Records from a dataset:

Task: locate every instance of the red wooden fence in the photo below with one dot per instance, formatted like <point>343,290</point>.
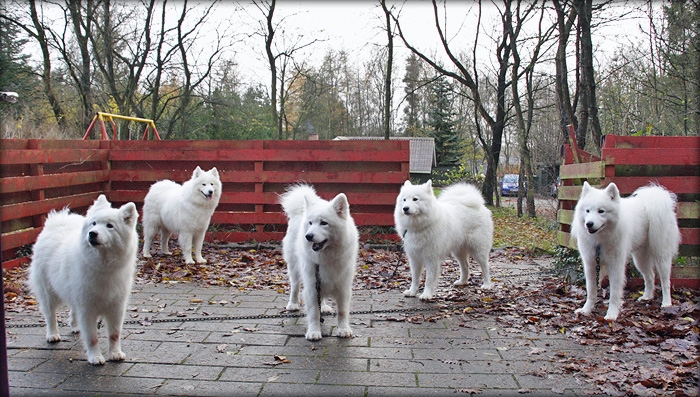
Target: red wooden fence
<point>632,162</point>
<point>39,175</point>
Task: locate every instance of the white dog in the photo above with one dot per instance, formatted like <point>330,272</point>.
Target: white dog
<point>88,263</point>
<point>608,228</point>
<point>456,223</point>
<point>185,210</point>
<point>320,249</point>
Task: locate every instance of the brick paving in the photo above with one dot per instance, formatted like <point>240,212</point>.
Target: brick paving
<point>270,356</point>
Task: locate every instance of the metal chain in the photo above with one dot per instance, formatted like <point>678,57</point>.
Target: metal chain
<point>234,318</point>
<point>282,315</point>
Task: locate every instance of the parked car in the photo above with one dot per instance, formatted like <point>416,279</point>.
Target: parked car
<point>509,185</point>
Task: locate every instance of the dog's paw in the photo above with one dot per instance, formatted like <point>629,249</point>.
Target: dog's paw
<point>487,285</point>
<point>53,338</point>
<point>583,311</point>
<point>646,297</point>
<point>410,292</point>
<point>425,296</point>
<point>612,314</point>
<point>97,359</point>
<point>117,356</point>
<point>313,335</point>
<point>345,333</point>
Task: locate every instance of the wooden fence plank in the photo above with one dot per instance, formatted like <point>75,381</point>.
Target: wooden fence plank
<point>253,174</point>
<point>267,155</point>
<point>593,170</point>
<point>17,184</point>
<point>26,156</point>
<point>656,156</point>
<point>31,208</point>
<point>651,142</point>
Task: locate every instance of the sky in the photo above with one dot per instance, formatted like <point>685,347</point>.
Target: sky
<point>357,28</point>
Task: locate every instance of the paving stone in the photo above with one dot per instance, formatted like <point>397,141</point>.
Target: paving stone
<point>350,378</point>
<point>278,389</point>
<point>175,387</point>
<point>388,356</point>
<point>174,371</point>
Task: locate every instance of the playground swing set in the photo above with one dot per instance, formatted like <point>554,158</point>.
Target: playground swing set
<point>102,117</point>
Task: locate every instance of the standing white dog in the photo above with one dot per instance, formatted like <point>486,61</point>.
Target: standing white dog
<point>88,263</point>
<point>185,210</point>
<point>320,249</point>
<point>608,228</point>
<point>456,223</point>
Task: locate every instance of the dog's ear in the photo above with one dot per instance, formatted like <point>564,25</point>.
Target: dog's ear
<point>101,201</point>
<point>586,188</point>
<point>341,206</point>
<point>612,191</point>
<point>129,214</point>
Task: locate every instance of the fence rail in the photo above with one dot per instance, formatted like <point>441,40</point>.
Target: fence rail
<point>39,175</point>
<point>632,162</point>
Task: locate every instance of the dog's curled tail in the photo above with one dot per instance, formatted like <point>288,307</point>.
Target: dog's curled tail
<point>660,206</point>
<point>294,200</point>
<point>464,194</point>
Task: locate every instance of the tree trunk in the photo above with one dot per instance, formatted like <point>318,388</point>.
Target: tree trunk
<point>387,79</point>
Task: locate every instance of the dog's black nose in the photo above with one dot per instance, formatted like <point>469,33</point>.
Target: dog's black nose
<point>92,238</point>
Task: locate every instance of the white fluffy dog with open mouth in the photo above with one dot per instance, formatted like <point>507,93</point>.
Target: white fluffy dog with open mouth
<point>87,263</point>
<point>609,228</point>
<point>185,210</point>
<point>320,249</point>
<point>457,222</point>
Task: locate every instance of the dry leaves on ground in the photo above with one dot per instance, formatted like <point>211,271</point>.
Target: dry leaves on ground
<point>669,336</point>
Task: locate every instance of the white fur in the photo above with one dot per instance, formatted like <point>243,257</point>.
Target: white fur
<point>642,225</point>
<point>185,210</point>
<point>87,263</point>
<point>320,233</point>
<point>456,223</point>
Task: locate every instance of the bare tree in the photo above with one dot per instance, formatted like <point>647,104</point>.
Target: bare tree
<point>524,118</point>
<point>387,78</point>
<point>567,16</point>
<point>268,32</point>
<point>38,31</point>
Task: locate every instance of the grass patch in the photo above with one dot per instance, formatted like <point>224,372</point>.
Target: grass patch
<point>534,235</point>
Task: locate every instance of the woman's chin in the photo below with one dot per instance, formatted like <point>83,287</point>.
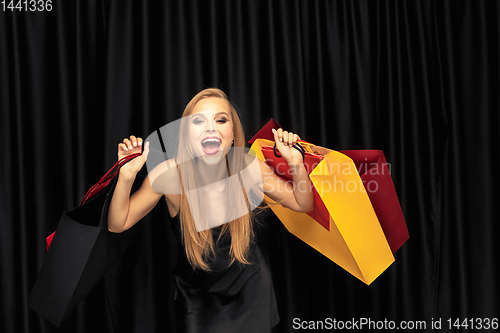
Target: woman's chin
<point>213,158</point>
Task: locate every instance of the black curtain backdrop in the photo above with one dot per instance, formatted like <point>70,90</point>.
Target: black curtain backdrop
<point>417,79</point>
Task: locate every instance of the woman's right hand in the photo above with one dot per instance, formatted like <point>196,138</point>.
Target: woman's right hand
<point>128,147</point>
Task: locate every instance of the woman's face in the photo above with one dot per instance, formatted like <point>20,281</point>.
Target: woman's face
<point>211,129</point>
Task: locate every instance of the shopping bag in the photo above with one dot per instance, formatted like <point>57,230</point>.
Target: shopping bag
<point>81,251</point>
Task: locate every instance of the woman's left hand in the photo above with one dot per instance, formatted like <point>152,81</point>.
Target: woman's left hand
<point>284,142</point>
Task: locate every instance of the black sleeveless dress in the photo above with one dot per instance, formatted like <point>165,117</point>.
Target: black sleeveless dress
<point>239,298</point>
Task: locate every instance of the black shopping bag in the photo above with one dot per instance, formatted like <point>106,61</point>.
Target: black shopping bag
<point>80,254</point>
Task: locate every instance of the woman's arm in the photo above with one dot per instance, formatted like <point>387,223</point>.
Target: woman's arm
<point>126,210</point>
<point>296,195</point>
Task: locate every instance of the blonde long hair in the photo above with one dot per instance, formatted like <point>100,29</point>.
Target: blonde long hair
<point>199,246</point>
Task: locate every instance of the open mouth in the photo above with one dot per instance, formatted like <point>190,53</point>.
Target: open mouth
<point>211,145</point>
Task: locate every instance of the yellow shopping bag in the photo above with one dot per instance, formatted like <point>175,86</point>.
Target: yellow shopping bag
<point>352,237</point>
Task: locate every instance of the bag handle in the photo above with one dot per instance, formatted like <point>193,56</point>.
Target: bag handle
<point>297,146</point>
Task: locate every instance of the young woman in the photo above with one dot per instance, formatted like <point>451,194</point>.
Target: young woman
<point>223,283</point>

STATED GOAL:
Copy out all of the data above word for word, omitting the pictures.

IN RESPONSE:
Task: locate every instance of the red wooden fence in the photo below with one dot per instance, formatted like <point>343,290</point>.
Target: red wooden fence
<point>632,162</point>
<point>39,175</point>
Task: locate every instance of the white dog in the photo above with one dot per instance, formatted like <point>330,272</point>.
Target: white dog
<point>88,263</point>
<point>608,228</point>
<point>456,223</point>
<point>185,210</point>
<point>320,249</point>
Task: locate every instance of the brick paving in the photo above with one dot per instance, formatted like <point>240,212</point>.
Target: brick paving
<point>270,356</point>
Task: locate every instance of the metal chain in the photo above with one dot per instance, formatted like <point>678,57</point>.
Target: metal chain
<point>234,318</point>
<point>282,315</point>
Task: locate every instance of the parked car in the photo above with one dot per instance, formatted like <point>416,279</point>.
Target: parked car
<point>509,185</point>
Task: locate every instance of the dog's paw in the photo above with one dot per instance, formatted like <point>629,249</point>.
Target: dog's paw
<point>487,285</point>
<point>53,338</point>
<point>583,311</point>
<point>646,297</point>
<point>410,292</point>
<point>425,296</point>
<point>612,314</point>
<point>97,359</point>
<point>117,356</point>
<point>313,335</point>
<point>345,333</point>
Task: locate every instance of the wooden fence plank in the photo above with one dot per instance, formatted like <point>75,381</point>.
Target: wooden fence plank
<point>253,174</point>
<point>267,155</point>
<point>593,170</point>
<point>17,184</point>
<point>26,156</point>
<point>656,156</point>
<point>31,208</point>
<point>651,142</point>
Task: locate every instance of the sky in the photo above with one dot per instance, formatted like <point>685,347</point>.
Target: sky
<point>357,28</point>
Task: locate every instance of the paving stone in the photo above with one dot per instance, formatted like <point>397,141</point>.
Target: paving stone
<point>350,378</point>
<point>278,389</point>
<point>175,387</point>
<point>388,356</point>
<point>174,371</point>
Task: locate every instance of the playground swing set in the photo above with one dot per instance, formatted like <point>554,158</point>.
Target: playground swing set
<point>102,117</point>
Task: locate every instance of the standing white dog in the photo above with one dot per instance, formatted like <point>486,61</point>.
Target: standing white dog
<point>88,263</point>
<point>185,210</point>
<point>320,249</point>
<point>608,228</point>
<point>456,223</point>
Task: locate every instance of the dog's ear in the photo above with one dot per instance, formatted like <point>564,25</point>.
Target: dog's ear
<point>101,201</point>
<point>586,188</point>
<point>341,206</point>
<point>612,191</point>
<point>129,214</point>
Task: locate every instance of the fence rail in the photo above with one dot per instance, formatted like <point>441,40</point>.
Target: fence rail
<point>39,175</point>
<point>632,162</point>
Task: locate every instance of the dog's curled tail in the photo above with one dot per instance, formatted like <point>288,307</point>.
Target: dog's curled tail
<point>660,206</point>
<point>294,200</point>
<point>464,194</point>
Task: locate every instance of the tree trunk in the photo above with one dot per instance, formatted like <point>318,388</point>.
Target: tree trunk
<point>387,79</point>
Task: locate every instance of the dog's black nose in the photo above with one dot per instance, formatted like <point>469,33</point>.
Target: dog's black nose
<point>92,238</point>
Task: locate every instance of the white fluffy dog with open mouth in the photo above with one dot per instance, formatted like <point>507,93</point>.
Target: white fluffy dog with open mouth
<point>87,263</point>
<point>609,228</point>
<point>185,210</point>
<point>320,249</point>
<point>457,222</point>
Task: locate every instance of the dry leaves on ground in the photo above with one dot per instance, formatted like <point>211,271</point>.
Target: dry leaves on ground
<point>669,336</point>
Task: locate every instance of the white fur in the photo above with one dot per instance, formatted like <point>243,257</point>.
Target: white fur
<point>642,225</point>
<point>185,210</point>
<point>87,263</point>
<point>320,233</point>
<point>456,223</point>
Task: locate every instance of the bare tree in the photo above with one dot per instance, formatted like <point>647,104</point>.
Target: bare tree
<point>524,118</point>
<point>387,78</point>
<point>567,16</point>
<point>268,32</point>
<point>38,31</point>
Task: locate every instance of the grass patch in the photo above with one dot per instance, formatted like <point>224,372</point>.
Target: grass patch
<point>534,235</point>
Task: locate every instance of the woman's chin in the photo below with one dot per instance, formatted like <point>83,287</point>.
Target: woman's chin
<point>213,158</point>
Task: locate every instance of the black curtain backdrop in the photo above with one dot per instance, formatted like <point>70,90</point>.
Target: black curtain backdrop
<point>417,79</point>
Task: locate every instance of the woman's right hand in the photo above with one dot per instance, formatted like <point>196,138</point>.
Target: woman's right hand
<point>128,147</point>
Task: locate every instance of the woman's face in the photo above with one dot per instance, formatted like <point>20,281</point>.
Target: woman's face
<point>211,129</point>
Task: locate every instance of the shopping bag in the photo above with one dot per instance, formatted like <point>57,230</point>.
Target: shopping bag
<point>81,251</point>
Task: locate every instance of the woman's left hand in the photo above with one dot per instance, formatted like <point>152,81</point>.
Target: woman's left hand
<point>284,142</point>
Task: locate every instance of the black sleeveless dress in the photo above with one dot per instance, formatted like <point>165,117</point>.
Target: black sleeveless dress
<point>239,298</point>
Task: locate every instance of the black shopping bag in the photo above with one dot per instance, formatted like <point>106,61</point>.
Target: black shopping bag
<point>80,254</point>
Task: locate every instance of the woman's arm in the photo above with one dot per instance, formatted like <point>387,223</point>.
Target: woman's arm
<point>126,210</point>
<point>296,195</point>
Task: locate every instance of the blonde long hair in the photo above with one dot per instance, formatted like <point>100,29</point>.
Target: blonde long hair
<point>199,246</point>
Task: locate every instance of the open mouth in the photo above with one dot per instance, formatted like <point>190,53</point>.
Target: open mouth
<point>211,145</point>
Task: locate every instance of the yellow shopping bag in the photo above with one dot per instance, formatted like <point>175,86</point>.
Target: yellow shopping bag
<point>352,237</point>
Task: locate every instance of the bag handle in the photo above with one dot per instance, formatted like <point>193,56</point>.
Target: bag handle
<point>297,146</point>
Task: locate every instance of the young woman in the photo above with one dot per instance, formatted like <point>451,194</point>.
Target: young woman
<point>223,283</point>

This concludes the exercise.